* Begin INFORMATION SHOWN *
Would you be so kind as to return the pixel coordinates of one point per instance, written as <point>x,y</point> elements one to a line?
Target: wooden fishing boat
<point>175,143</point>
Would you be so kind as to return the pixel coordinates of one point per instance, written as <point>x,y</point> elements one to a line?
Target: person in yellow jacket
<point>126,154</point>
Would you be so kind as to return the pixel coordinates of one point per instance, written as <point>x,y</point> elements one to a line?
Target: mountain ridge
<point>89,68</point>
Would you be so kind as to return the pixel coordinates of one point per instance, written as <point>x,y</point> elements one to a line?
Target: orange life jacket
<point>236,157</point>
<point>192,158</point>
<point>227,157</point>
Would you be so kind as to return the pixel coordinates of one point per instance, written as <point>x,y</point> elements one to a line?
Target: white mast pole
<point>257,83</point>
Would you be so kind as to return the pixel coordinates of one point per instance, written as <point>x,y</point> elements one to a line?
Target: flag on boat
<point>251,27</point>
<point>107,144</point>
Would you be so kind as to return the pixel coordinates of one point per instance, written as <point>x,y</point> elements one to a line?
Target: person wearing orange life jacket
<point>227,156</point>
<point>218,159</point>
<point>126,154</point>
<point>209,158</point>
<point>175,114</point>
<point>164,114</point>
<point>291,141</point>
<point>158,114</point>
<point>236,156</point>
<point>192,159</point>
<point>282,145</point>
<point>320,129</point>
* End INFORMATION SHOWN *
§ **STATED EXERCISE**
Convert all of the material above into a JSON list of strings, with one string for each line and any blank lines omitted.

§ **WRITTEN RESPONSE**
[
  "Would you be so kind as to return the pixel coordinates of one point per instance, written as <point>x,y</point> elements one to a line?",
  "Target: wooden fishing boat",
  "<point>175,143</point>",
  "Would you be so kind as to return the pixel coordinates of one point per instance, written as <point>x,y</point> elements one to a line?",
  "Target: person in yellow jacket",
  "<point>126,154</point>",
  "Would you be so kind as to return the pixel coordinates of one point per instance, written as <point>x,y</point> elements one to a line?",
  "Target: mountain ridge",
  "<point>89,68</point>",
  "Would you be so kind as to return the pixel coordinates of one point per instance, written as <point>x,y</point> elements one to a line?",
  "Target: orange life jacket",
  "<point>236,157</point>",
  "<point>192,158</point>",
  "<point>227,157</point>",
  "Would you be so kind as to return the pixel coordinates of one point per instance, written as <point>x,y</point> elements one to a line?",
  "Target: white mast pole",
  "<point>257,83</point>",
  "Would you be so kind as to return the pixel coordinates of one point per instance, written as <point>x,y</point> elements one to a line?",
  "Target: flag on boat",
  "<point>251,27</point>",
  "<point>107,144</point>",
  "Would you be so kind as to return the pixel coordinates of one point per instance, written as <point>x,y</point> elements one to a line?",
  "Target: person wearing orange life jacket",
  "<point>227,156</point>",
  "<point>218,159</point>",
  "<point>126,154</point>",
  "<point>209,158</point>",
  "<point>175,114</point>",
  "<point>164,114</point>",
  "<point>291,141</point>",
  "<point>158,114</point>",
  "<point>236,156</point>",
  "<point>192,159</point>",
  "<point>282,145</point>",
  "<point>320,129</point>"
]